Reading passage:
Ryan told Investigative Post last week his campaign has been "getting contributions from lots of first-time donors." He expected fundraising efforts to ramp up through the petitioning process and as the primary date grows nearer.

"People are ready for change and are chipping in what they can," he said.

Whitfield and Wyatt

The only two Black candidates to file campaign finance disclosures last week had little to report.

Wyatt, the University District councilmember, raised a little over $10,000. He collected about a third of that at a small fundraiser last month.

Whitfield, the former fire commissioner, raised over $30,000. About a third of that came from him and members of his family. 

Whitfield in September engaged an experienced Democratic strategist as his campaign manager. Kevin O’Brien was veteran of national campaigns and a top aide to former New York City Mayor Bill DiBlasio before derailing his career with a series of sexual harassment scandals. 

O’Brien stepped away from the Whitfield campaign earlier this month. 

Whitfield acknowledged O’Brien’s departure was precipitated in part by sluggish fundraising. The candidate characterized his campaign as “a startup” that lacks “the fundraising machinery” of Ryan’s and Scanlon’s organizations. He said he intended to see the race through to the end, and that fundraising would be a focus in the coming weeks.

“But I don’t want this to be just about money,” he told Investigative Post. “This race shouldn't be just about money.”

Items:
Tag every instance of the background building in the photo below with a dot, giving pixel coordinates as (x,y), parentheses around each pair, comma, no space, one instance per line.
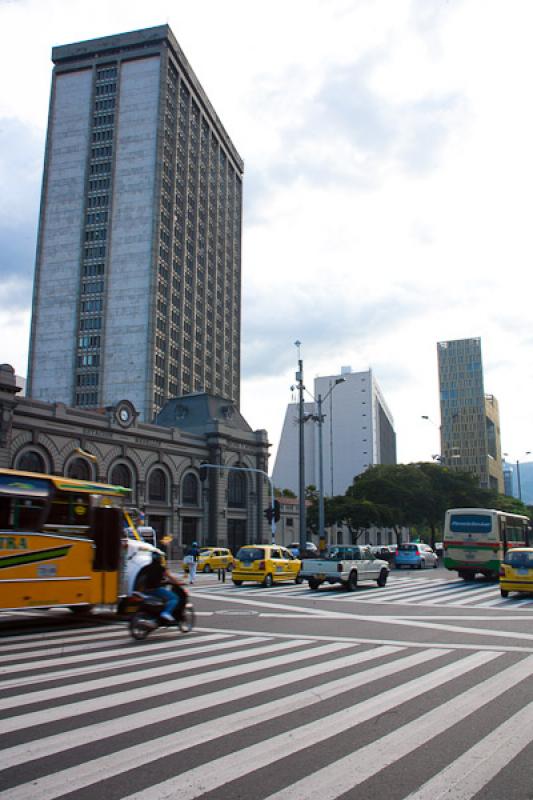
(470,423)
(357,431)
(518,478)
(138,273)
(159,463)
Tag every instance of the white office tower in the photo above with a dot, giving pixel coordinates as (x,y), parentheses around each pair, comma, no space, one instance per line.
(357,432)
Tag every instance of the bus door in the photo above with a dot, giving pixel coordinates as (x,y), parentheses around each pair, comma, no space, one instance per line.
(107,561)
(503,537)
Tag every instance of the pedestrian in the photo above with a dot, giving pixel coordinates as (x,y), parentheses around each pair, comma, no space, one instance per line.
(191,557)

---

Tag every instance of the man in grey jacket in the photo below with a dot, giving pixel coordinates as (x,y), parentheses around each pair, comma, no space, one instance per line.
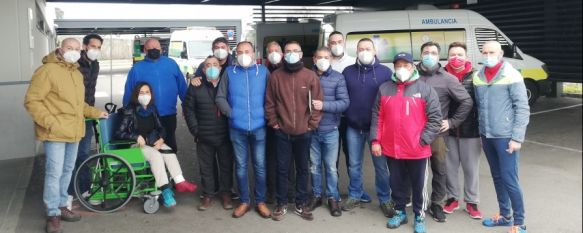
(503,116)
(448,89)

Short exercise 1:
Based on the campaign finance article, are these statements correct? Answer yes or no for each, and quote the words that decide it.
(a) Whitfield's campaign manager left the campaign earlier this month.
(b) About a third of the money Whitfield raised came from him and his family.
(c) Wyatt is a former fire commissioner.
Short exercise 2:
Answer these questions from the campaign finance article.
(a) From whom did Ryan say his campaign was getting contributions?
(b) About how much money did Wyatt raise?
(c) What did Whitfield call his campaign when comparing it with Ryan's and Scanlon's organizations?
The listing is separate material from the campaign finance article.

Exercise answer 1:
(a) Yes: "O’Brien stepped away from the Whitfield campaign earlier this month."
(b) Yes: "About a third of that came from him and members of his family."
(c) No: "Wyatt, the University District councilmember"

Exercise answer 2:
(a) Lots of first-time donors.
(b) A little over $10,000.
(c) "A startup."